Saved entries
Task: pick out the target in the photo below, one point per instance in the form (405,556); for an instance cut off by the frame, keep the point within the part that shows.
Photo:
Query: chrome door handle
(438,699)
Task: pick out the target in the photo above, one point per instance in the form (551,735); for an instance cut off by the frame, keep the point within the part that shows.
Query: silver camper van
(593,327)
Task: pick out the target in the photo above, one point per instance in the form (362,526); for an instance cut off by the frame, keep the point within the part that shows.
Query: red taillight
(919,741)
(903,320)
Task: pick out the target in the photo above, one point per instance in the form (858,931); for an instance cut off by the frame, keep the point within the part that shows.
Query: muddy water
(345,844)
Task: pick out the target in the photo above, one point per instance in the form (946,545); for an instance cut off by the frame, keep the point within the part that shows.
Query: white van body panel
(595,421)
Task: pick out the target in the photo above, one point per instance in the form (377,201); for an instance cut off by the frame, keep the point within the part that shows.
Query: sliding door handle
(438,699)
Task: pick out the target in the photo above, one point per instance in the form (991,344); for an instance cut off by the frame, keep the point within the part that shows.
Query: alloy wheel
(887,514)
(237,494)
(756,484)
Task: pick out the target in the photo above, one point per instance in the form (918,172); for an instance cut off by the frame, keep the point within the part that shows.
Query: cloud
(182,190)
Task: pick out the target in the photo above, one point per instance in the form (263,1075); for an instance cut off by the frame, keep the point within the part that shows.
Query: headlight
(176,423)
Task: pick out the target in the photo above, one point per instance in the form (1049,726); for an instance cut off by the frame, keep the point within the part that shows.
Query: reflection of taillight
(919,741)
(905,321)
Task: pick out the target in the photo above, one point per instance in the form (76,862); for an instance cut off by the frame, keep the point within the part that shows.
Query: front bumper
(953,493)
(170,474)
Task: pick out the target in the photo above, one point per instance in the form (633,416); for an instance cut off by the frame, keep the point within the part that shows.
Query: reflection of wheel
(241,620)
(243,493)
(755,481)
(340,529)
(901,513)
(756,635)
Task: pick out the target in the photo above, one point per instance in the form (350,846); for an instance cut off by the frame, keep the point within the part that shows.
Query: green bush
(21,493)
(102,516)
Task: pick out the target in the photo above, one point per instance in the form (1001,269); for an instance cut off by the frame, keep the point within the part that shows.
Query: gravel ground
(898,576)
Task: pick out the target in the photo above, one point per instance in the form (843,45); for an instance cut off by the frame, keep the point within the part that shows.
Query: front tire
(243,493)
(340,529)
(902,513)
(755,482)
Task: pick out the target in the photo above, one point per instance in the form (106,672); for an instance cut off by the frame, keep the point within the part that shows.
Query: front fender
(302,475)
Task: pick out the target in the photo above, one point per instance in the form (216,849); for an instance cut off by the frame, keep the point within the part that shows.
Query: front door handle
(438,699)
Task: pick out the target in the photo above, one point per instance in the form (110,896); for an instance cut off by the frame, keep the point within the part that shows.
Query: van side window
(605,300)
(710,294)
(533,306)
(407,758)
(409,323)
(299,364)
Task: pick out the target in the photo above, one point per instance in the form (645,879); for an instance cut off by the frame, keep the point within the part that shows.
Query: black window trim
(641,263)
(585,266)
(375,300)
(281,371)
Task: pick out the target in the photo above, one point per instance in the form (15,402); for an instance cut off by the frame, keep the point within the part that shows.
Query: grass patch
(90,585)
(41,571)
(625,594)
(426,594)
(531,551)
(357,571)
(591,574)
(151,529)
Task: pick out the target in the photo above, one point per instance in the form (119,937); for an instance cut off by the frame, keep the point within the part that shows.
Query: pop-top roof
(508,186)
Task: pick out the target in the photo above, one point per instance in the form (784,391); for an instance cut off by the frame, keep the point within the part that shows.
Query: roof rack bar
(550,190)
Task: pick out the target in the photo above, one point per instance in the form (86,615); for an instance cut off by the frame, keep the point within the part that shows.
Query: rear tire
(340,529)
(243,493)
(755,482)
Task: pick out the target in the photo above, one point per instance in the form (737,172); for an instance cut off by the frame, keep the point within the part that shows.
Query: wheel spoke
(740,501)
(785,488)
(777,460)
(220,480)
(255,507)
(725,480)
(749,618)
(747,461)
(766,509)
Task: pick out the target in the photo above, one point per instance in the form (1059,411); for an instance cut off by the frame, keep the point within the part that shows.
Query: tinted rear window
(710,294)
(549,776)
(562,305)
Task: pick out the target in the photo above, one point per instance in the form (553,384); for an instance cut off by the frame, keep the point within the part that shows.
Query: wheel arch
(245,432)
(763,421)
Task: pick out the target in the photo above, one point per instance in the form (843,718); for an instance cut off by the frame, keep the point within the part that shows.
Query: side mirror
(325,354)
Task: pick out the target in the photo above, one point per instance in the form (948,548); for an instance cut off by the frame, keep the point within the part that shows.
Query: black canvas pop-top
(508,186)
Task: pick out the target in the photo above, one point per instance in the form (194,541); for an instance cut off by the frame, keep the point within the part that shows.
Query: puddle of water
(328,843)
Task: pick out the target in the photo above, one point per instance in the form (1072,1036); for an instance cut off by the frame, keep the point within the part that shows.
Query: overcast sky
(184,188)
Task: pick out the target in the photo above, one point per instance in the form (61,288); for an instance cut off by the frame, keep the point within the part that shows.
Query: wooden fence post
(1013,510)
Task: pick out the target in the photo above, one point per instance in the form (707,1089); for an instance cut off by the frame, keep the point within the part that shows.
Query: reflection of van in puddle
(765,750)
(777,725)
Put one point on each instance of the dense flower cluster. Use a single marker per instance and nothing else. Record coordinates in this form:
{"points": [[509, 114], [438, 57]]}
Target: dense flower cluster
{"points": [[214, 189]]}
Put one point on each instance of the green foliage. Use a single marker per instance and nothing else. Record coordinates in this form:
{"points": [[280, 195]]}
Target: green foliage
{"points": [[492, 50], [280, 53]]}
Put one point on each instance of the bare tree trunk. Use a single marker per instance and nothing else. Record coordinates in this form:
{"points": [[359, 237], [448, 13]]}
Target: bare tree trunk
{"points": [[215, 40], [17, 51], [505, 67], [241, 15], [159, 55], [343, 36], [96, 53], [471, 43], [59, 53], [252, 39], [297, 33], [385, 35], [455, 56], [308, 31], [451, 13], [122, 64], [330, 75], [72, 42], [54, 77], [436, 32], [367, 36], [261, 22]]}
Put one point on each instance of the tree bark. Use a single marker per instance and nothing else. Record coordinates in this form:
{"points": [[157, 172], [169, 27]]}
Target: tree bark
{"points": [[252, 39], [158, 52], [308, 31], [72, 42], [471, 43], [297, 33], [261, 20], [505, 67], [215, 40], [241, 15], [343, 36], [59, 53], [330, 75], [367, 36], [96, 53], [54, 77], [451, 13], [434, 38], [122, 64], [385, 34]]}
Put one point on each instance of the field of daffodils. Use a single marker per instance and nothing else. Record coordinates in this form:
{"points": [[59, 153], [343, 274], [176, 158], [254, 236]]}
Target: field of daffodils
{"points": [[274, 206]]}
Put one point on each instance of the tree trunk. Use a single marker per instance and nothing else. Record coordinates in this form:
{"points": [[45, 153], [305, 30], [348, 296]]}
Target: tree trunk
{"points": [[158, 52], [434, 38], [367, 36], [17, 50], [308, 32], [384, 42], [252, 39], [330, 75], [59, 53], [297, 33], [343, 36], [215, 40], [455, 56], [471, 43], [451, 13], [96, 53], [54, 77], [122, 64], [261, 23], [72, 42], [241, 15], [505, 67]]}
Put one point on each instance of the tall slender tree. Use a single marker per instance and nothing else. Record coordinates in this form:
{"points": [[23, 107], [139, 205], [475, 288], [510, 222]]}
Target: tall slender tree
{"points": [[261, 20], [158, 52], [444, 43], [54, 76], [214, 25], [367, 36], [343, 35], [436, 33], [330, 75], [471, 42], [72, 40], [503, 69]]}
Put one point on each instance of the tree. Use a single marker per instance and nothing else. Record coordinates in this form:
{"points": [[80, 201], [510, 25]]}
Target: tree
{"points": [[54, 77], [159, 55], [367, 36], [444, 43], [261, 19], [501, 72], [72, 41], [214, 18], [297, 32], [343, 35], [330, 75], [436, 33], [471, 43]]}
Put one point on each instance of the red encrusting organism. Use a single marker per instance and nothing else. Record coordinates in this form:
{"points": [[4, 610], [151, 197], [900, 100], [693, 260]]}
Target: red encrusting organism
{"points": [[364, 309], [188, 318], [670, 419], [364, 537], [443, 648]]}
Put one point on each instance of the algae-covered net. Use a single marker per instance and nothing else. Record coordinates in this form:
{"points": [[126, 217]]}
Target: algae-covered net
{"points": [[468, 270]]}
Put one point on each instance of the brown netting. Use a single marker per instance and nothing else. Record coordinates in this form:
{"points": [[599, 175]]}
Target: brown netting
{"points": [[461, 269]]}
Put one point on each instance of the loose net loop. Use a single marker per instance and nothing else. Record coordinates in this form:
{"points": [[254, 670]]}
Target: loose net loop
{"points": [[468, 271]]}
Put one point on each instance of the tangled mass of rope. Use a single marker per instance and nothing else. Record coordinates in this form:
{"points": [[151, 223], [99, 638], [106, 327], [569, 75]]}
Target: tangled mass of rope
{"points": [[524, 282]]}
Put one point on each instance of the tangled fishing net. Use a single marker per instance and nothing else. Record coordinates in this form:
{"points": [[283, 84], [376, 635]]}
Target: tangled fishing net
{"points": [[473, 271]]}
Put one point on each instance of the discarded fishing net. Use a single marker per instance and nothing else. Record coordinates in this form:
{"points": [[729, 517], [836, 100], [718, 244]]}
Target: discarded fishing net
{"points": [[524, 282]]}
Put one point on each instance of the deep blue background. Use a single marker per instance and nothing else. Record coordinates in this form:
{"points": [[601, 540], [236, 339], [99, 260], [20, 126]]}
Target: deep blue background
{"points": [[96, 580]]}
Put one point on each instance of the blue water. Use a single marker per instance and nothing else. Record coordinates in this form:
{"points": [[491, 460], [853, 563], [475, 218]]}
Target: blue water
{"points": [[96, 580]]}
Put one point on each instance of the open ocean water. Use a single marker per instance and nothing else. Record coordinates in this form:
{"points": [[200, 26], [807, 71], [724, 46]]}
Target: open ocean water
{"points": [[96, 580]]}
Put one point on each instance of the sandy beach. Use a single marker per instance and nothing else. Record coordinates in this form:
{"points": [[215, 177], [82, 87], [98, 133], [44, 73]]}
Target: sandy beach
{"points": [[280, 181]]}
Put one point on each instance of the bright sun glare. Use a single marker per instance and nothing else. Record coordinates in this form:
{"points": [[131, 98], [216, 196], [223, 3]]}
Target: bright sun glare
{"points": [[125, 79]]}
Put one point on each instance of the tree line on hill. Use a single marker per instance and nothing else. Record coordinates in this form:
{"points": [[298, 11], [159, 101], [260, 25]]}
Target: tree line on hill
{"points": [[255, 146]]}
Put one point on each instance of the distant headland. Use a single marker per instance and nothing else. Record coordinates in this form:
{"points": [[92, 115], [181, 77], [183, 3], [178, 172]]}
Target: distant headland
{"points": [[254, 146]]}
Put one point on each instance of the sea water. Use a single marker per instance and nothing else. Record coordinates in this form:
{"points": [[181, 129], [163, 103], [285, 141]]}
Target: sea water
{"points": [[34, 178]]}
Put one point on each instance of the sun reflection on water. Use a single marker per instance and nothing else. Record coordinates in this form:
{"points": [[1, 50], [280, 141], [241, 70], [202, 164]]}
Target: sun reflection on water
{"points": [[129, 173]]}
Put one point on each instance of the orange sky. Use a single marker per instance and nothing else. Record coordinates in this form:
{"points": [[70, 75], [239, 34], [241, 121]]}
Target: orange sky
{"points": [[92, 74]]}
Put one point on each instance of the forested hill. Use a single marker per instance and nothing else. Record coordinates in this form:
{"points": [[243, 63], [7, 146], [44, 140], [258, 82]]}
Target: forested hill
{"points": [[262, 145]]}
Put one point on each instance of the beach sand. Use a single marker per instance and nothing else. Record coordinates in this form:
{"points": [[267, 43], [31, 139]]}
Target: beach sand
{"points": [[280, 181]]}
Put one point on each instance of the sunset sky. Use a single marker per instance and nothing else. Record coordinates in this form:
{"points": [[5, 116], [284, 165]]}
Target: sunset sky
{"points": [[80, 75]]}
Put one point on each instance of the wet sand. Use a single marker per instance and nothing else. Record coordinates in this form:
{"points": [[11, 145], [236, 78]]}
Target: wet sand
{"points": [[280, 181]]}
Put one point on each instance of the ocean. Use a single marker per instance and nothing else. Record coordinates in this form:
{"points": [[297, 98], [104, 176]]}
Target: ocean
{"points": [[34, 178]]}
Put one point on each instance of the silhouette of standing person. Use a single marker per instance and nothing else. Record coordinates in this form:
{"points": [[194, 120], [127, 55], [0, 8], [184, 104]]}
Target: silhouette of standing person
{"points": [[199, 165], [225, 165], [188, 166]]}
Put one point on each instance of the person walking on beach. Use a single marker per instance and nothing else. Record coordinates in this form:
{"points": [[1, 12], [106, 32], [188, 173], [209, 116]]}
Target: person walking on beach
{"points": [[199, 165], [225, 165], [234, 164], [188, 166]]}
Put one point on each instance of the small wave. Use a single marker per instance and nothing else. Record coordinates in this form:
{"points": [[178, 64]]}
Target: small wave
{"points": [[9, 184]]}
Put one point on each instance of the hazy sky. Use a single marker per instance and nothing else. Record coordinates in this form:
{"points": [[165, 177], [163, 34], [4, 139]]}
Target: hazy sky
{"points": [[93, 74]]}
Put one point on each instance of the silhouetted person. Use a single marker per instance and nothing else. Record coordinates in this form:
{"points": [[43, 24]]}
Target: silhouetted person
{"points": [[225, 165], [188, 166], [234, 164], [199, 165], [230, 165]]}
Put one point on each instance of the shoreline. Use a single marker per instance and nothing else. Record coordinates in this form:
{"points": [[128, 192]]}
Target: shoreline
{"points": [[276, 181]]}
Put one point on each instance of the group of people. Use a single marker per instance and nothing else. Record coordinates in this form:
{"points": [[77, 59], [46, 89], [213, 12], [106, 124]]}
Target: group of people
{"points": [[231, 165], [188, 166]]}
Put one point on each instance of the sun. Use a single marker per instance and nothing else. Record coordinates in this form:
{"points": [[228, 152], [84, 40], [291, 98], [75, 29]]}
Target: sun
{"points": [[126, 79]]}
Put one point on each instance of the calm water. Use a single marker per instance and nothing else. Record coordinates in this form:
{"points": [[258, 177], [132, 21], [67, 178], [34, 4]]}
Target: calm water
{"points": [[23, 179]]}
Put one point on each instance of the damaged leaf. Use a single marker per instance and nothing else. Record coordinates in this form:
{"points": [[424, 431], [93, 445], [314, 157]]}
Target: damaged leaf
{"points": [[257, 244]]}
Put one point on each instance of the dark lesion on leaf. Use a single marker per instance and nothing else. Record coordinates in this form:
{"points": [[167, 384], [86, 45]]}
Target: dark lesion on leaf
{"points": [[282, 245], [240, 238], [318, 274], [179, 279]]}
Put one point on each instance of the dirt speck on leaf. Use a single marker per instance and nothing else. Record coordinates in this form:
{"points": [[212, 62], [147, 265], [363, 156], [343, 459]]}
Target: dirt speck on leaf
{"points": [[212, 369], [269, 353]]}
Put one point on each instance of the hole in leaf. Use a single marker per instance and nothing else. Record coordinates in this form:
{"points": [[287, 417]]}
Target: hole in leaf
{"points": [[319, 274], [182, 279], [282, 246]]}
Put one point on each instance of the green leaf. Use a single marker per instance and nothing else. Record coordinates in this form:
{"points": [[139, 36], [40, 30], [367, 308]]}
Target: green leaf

**Work task:** Reproduce only the lines above spanning from the line containing "Target: hazy sky" through the line containing "Put one point on each instance of the group", word for word.

**The completed task:**
Target: hazy sky
{"points": [[93, 74]]}
Put one point on each instance of the silhouetted person. Use a single marker per instance and nothing else. Record coordinates in this form:
{"points": [[43, 24]]}
Target: silhouetted person
{"points": [[225, 165], [188, 166], [234, 164], [199, 165], [230, 165]]}
Put one point on each instance of the shoreline. Use a single marker per instance and nothing else. Record coordinates in this form:
{"points": [[128, 192]]}
Target: shoreline
{"points": [[276, 181]]}
Put one point on each instance of the group of people. Use a single marker per instance and nothing else. Record coordinates in this form:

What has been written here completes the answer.